What to do –
Reproduce the lines of the items below verbatim, starting with the line that contains "Task: If you could tag each instance of the power" and going on through the line that contains "<point>689,305</point>", with both of those lines included.

Records for this exercise –
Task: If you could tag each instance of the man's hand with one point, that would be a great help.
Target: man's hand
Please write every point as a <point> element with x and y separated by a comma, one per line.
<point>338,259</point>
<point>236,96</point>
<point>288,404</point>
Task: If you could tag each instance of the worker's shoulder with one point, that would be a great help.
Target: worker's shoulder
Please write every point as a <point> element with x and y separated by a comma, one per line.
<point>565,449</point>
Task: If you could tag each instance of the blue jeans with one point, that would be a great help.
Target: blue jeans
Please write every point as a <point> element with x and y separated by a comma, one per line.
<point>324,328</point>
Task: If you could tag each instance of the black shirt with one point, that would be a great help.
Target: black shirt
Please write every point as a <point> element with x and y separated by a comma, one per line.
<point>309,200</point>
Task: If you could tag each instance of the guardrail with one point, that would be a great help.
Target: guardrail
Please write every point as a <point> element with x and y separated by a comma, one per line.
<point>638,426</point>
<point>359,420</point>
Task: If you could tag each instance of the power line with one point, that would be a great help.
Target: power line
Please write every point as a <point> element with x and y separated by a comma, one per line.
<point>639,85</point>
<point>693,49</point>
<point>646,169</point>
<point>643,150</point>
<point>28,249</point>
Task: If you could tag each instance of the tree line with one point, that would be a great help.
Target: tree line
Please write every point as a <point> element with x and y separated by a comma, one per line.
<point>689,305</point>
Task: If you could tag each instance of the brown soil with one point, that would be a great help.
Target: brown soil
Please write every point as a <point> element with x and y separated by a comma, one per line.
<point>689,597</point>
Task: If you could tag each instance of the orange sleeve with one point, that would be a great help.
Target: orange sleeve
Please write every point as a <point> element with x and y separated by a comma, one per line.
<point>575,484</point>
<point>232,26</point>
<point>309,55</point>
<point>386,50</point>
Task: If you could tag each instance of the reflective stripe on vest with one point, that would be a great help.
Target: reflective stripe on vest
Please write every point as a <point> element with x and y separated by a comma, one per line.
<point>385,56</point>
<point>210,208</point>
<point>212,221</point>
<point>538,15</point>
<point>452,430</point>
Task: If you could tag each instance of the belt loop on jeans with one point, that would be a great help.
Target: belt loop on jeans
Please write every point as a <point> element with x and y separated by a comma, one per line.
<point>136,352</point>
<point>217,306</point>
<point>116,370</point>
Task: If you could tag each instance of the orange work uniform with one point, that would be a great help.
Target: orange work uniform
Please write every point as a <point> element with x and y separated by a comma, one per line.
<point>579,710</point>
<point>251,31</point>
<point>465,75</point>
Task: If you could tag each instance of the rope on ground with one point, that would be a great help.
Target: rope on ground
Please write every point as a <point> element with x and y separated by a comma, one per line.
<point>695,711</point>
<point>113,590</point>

Exercise response –
Task: If you could tag each instance of the power line with one point, that would be a great help.
Target: power line
Please write every point as a <point> element with x and y separated by a comma, one per line.
<point>639,85</point>
<point>693,49</point>
<point>646,169</point>
<point>643,150</point>
<point>28,249</point>
Task: If you could tag each instance of the tree line with one point, that would be a great help.
Target: tree line
Please write every point as a <point> element with x and y separated by a comma, one per line.
<point>689,305</point>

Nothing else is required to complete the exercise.